▶ [Given exercise]:
Switch "undermount sink" to "kitchen sink" in the records from the line that has "task: segment the undermount sink" through the line that has "562 288 L 555", and write out only those lines with nothing else altered.

▶ [Provided records]:
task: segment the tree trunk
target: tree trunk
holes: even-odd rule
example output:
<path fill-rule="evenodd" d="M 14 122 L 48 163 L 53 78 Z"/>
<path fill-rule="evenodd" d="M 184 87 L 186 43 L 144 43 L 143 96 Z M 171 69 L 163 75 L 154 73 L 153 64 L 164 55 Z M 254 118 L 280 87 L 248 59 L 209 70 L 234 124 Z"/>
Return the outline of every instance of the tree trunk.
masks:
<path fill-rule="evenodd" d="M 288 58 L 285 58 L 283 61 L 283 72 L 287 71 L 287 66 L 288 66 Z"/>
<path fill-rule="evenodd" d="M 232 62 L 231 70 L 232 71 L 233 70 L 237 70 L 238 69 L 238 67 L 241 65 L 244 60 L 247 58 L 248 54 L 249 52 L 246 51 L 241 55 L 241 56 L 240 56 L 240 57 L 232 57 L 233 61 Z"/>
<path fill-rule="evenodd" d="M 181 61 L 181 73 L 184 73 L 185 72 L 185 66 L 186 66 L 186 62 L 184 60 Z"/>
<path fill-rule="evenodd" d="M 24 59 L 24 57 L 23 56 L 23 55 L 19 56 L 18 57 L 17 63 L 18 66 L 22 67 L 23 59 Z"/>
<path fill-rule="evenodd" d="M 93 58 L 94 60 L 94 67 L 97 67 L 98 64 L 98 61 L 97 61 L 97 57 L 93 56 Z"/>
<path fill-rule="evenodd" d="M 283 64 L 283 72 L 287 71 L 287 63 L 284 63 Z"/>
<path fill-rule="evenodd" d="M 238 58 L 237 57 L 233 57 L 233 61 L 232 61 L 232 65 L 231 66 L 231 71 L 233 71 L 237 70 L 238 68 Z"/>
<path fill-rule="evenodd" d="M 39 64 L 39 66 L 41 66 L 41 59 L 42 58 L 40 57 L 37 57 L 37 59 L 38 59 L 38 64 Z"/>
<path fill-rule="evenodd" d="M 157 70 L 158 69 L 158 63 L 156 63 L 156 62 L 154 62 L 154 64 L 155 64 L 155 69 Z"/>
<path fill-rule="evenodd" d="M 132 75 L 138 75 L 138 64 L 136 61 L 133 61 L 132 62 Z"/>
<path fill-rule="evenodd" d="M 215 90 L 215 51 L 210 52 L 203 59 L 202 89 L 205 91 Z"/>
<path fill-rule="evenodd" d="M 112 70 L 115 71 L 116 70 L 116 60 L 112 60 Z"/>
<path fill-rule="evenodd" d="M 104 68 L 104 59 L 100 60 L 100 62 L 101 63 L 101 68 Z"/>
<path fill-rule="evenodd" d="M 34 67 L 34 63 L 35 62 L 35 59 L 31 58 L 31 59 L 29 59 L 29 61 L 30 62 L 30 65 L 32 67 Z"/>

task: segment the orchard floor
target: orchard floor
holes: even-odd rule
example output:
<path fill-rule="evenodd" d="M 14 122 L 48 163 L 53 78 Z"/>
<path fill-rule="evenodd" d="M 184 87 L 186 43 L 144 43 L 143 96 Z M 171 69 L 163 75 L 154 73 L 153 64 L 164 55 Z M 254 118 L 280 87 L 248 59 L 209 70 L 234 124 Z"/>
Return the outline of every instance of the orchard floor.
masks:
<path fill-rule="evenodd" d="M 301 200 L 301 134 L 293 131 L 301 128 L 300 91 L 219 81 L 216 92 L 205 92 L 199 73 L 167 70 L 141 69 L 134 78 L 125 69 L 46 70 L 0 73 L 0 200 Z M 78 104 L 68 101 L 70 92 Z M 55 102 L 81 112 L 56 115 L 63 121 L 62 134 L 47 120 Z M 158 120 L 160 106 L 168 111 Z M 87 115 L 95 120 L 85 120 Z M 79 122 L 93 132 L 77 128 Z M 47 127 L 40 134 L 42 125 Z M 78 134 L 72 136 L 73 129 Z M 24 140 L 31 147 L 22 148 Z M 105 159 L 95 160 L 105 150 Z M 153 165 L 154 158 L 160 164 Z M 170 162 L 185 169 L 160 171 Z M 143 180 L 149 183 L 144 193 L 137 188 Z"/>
--
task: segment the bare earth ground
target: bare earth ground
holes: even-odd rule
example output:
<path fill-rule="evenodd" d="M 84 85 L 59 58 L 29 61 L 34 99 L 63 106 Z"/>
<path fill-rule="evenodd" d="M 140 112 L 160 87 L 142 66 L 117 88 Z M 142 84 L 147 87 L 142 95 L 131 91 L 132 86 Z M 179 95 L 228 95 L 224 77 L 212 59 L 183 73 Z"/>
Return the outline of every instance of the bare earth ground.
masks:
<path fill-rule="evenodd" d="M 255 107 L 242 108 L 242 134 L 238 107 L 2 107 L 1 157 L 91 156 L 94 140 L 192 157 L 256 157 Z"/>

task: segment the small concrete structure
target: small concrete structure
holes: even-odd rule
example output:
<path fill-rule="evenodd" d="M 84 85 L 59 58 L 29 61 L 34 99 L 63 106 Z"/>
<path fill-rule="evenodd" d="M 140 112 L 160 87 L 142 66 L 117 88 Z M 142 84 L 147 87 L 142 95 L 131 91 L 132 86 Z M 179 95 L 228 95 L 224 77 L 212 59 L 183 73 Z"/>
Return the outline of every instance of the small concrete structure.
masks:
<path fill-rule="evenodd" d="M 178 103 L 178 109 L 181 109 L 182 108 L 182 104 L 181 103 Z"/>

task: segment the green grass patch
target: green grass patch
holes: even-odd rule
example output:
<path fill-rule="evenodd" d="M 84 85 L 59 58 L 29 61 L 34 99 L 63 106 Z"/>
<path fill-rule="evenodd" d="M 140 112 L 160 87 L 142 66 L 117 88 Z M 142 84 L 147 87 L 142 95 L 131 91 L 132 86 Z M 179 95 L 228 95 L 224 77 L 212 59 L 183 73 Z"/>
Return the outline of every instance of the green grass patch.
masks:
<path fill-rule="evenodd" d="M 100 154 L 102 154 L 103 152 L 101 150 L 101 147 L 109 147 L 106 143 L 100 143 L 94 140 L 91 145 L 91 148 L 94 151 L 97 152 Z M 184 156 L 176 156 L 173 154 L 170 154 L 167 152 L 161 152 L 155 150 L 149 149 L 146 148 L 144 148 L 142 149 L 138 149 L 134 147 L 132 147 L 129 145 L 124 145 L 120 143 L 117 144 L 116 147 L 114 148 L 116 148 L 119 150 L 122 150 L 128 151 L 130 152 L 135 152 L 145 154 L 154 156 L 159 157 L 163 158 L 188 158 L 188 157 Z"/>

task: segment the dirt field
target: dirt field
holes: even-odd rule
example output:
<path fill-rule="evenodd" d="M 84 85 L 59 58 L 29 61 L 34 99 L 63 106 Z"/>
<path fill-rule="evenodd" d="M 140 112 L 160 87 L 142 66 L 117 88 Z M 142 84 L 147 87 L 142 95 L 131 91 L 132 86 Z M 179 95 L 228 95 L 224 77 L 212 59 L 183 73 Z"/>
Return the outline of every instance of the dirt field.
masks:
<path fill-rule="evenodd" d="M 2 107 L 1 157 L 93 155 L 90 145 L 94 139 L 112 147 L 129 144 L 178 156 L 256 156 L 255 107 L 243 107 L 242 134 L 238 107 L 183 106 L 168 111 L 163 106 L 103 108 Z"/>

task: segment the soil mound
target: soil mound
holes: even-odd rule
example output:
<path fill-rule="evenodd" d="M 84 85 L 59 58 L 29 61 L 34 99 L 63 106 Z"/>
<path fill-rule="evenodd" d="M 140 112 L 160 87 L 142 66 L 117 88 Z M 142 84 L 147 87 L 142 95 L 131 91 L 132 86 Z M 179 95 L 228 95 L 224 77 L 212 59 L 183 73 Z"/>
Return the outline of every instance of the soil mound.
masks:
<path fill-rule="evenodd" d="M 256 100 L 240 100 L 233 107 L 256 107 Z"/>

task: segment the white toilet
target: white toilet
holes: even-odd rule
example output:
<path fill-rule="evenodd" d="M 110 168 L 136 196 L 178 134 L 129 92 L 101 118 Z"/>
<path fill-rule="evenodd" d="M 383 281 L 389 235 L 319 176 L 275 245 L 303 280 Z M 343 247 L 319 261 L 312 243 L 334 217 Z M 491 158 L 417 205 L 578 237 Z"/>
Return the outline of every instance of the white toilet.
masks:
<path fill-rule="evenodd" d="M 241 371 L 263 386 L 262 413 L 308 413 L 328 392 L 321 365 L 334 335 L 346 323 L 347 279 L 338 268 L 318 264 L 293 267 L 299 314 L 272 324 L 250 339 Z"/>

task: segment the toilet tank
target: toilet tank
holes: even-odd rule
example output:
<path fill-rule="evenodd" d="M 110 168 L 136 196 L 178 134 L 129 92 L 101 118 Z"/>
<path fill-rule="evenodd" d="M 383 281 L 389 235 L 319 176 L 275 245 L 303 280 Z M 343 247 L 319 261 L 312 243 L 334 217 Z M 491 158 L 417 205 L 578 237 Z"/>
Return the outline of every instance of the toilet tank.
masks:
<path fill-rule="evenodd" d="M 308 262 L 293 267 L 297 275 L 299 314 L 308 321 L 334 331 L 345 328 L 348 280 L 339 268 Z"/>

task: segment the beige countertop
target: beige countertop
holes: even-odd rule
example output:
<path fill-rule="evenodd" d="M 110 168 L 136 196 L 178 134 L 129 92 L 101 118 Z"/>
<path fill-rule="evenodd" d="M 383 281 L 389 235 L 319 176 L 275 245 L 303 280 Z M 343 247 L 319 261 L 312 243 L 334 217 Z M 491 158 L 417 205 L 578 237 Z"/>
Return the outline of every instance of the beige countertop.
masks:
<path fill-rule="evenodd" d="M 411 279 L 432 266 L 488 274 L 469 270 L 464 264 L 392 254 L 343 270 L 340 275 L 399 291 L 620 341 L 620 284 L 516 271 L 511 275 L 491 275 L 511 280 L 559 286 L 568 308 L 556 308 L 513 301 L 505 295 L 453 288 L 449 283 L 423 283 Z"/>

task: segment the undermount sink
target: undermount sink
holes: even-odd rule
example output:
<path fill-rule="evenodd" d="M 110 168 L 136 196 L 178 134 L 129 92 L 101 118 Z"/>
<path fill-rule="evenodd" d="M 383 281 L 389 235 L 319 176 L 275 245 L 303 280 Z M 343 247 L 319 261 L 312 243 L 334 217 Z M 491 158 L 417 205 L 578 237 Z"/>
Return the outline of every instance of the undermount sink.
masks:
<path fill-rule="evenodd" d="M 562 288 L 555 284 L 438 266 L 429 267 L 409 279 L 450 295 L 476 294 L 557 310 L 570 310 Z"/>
---
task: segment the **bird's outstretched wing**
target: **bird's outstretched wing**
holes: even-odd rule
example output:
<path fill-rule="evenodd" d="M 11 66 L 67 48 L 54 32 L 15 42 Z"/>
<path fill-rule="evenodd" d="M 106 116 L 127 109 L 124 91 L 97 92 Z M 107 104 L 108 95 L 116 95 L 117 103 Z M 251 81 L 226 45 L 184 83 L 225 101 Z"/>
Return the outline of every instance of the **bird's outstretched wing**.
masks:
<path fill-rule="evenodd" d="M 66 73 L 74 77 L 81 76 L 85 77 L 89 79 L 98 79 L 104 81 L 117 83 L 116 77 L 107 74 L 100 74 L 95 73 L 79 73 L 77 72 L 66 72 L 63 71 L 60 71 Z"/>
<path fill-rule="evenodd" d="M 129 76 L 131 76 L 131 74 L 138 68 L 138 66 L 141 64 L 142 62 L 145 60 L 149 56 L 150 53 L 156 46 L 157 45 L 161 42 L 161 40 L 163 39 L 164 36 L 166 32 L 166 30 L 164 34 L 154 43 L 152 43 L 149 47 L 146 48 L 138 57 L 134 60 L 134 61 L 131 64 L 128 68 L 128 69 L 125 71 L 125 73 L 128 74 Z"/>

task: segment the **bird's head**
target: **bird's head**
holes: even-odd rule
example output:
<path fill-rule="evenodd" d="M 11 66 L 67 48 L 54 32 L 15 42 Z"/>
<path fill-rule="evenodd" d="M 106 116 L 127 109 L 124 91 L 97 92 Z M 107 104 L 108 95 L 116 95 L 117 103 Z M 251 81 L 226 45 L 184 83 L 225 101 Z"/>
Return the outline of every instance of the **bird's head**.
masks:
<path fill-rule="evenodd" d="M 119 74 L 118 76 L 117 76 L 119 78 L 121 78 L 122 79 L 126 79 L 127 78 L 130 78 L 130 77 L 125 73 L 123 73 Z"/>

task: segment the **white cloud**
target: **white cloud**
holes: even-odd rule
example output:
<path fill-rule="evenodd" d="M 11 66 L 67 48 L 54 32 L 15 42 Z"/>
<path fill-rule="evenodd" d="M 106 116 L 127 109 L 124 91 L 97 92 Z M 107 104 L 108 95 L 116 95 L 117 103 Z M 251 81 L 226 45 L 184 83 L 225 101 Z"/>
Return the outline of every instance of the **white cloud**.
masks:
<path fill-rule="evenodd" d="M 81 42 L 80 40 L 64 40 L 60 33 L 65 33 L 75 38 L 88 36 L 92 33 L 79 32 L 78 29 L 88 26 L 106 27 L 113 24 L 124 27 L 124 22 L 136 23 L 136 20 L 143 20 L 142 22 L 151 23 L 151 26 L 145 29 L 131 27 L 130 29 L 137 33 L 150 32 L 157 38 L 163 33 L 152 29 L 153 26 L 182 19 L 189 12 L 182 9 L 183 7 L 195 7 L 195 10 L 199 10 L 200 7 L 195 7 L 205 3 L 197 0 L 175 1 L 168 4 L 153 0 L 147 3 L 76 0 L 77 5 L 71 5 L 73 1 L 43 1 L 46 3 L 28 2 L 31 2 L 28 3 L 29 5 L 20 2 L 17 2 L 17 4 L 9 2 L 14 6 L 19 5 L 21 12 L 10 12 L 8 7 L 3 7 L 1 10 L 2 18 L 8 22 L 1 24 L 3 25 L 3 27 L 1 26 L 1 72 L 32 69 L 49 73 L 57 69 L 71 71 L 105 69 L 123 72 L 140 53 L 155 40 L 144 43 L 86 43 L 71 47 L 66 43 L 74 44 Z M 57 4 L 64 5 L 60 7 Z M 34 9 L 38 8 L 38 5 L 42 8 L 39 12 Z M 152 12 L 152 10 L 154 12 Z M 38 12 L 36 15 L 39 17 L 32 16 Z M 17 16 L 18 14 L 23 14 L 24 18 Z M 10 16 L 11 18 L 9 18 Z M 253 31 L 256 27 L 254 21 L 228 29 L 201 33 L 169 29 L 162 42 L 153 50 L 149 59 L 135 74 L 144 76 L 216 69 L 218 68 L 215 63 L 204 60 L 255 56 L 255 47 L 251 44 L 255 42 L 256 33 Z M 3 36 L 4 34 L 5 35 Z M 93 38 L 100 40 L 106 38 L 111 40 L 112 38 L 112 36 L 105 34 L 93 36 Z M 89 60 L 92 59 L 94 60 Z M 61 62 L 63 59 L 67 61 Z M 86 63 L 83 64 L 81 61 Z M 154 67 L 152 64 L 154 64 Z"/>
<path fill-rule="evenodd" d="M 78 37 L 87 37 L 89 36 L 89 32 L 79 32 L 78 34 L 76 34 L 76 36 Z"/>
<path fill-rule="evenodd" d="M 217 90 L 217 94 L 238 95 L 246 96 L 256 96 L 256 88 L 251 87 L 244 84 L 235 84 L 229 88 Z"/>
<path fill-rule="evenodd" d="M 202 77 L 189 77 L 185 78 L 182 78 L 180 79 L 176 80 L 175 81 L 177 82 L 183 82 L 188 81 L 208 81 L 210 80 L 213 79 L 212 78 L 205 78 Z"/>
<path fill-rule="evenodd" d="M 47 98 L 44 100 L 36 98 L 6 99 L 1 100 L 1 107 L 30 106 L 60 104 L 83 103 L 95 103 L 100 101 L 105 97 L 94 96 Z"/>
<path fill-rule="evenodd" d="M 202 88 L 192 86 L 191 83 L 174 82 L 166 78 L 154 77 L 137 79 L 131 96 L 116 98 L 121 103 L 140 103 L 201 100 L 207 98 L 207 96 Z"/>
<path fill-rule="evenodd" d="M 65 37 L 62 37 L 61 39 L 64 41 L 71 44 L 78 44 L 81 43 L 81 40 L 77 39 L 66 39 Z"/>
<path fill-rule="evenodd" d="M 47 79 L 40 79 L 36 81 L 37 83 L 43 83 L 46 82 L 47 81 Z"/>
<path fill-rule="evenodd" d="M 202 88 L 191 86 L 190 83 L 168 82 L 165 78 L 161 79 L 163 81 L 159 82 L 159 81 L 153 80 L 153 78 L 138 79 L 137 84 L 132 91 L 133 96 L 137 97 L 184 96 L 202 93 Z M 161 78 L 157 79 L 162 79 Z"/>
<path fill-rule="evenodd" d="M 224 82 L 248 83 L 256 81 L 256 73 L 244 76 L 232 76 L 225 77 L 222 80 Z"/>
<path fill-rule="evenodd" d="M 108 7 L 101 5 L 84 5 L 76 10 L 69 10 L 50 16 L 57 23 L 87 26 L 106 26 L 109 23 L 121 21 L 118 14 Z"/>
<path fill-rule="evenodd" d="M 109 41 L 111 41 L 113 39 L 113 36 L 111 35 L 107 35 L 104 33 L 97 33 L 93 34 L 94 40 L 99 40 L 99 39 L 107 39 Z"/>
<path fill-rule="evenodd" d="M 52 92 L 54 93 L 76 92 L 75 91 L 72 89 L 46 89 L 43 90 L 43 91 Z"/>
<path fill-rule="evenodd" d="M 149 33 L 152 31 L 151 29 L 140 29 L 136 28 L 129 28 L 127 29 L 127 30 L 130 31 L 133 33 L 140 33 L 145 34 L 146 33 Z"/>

▶ [Solution to the problem]:
task: segment the kitchen sink
target: kitchen sink
holes: even-odd rule
example output:
<path fill-rule="evenodd" d="M 110 168 L 136 196 L 178 134 L 129 92 L 101 118 Z"/>
<path fill-rule="evenodd" d="M 383 281 L 389 235 L 319 176 L 275 245 L 303 280 Z M 343 247 L 319 261 L 312 243 L 334 217 Z M 491 158 L 417 205 L 578 237 Z"/>
Return the outline of every instance of the kitchen sink.
masks:
<path fill-rule="evenodd" d="M 562 288 L 555 284 L 438 266 L 429 267 L 409 279 L 450 295 L 476 294 L 557 310 L 570 310 Z"/>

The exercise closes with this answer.